## 页面摘录

++++

题意:求树上A,B两点路径上第K小的数
#include<cstdio>
#include<iostream>
#include<algorithm>
#include<cstring>
#include<cmath>
#include<stack>
#include<cstdlib>
#include<queue>
#include<set>
#include<string.h>
#include<vector>
#include<deque>
#include<map>
using namespace std;
#define INF 0x3f3f3f3f3f3f3f3f
#define inf 0x3f3f3f3f
#define eps 1e-4
#define bug printf("*********\n")
#define debug(x) cout<<#x"=["<<x<<"]" <<endl
typedef long long LL;
typedef long long ll;
const int maxn = 2e5 + 5;
const int mod = 998244353;
int n,q,m,TOT;
int a[maxn],t[maxn],T[maxn],lson[maxn*30],rson[maxn*30],c[maxn*30];
void Init_hash() {
for (int i = 1; i <= n; i++) t[i] = a[i];
sort(t + 1, t + 1 + n);
m = unique(t + 1, t + 1 + n) - t - 1;
}
int build(int l,int r) {
int root = TOT++;
c[root] = 0;
if (l != r) {
int mid = (l + r) >> 1;
lson[root] = build(l, mid);
rson[root] = build(mid + 1, r);
}
return root;
}
int Hash(int x) {
return lower_bound(t + 1, t + 1 + m, x) - t;
}
int update(int root,int pos,int val)
{
int newroot = TOT ++,tmp = newroot;
c[newroot] = c[root] + val;
int l = 1,r = m;
while(l <r)
{
int mid = (l+r)>>1;
if(pos <= mid)

++++

## 列表

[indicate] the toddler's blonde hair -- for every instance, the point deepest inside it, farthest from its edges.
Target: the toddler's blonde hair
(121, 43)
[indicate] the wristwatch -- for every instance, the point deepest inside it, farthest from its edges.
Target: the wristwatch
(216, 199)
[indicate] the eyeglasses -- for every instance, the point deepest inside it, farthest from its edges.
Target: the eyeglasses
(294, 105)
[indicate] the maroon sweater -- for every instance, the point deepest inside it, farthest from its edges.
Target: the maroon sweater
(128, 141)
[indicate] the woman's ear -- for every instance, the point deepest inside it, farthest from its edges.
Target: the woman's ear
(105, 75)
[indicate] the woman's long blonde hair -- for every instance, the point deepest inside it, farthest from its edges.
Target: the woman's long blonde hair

++++

## 练习任务 1
在这段页面摘录中,常量 mod 被定义为多少?
## 练习任务 2
请将列表中从含有“[indicate] the woman's long”的那一行起直到列表末尾的各行重新写出,把“blonde”改为“brown”,其余内容一律不变。

## 完整输出 1
998244353

## 完整输出 2
[indicate] the woman's long brown hair -- for every instance, the point deepest inside it, farthest from its edges.
Target: the woman's long brown hair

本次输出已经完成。